■ About this exercise
A faithful transcription of the entries below is required.

★ ★ ★ ★ ★

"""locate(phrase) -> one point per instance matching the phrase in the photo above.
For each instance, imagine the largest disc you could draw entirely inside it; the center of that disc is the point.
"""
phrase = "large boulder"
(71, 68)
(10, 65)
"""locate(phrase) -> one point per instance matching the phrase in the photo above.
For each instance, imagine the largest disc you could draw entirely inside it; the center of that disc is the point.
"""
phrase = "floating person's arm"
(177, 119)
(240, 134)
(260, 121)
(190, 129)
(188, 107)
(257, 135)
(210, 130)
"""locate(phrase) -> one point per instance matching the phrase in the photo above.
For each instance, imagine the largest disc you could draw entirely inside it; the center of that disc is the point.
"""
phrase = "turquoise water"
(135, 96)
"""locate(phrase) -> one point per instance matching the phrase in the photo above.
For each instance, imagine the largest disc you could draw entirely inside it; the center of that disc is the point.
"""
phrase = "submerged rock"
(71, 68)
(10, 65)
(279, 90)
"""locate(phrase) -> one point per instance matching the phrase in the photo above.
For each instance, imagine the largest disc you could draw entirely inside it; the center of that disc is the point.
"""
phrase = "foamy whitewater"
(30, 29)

★ ★ ★ ★ ★

■ Solution to this problem
"""locate(phrase) -> one point per instance matching the phrase in the photo above.
For each instance, imagine the largest disc you could draw entirely inside it; the center of that disc is the point.
"""
phrase = "large boulder"
(71, 68)
(10, 65)
"""locate(phrase) -> one point per instance matching the phrase in the photo above.
For each instance, imagine the largest disc you could draw entirely inside it; the center of that disc is the point.
"""
phrase = "floating person's arm"
(177, 119)
(240, 134)
(260, 121)
(190, 129)
(188, 107)
(257, 135)
(210, 130)
"""locate(phrase) -> one point per instance matching the phrase in the photo above.
For each instance, imagine the largest disc you could draw entirely inside it; the center of that disc is the point.
"""
phrase = "turquoise water"
(135, 96)
"""locate(phrase) -> one point per instance matching the phrase in the photo above.
For each instance, imagine the largest disc you could draw entirely inside it; the center of that disc is the point.
"""
phrase = "submerged rock"
(71, 68)
(10, 65)
(279, 90)
"""locate(phrase) -> one point per instance matching the phrase in the photo above.
For each instance, imagine the largest disc you could draw entirely inside it; the center of that disc is the point.
"""
phrase = "foamy whitewater"
(30, 29)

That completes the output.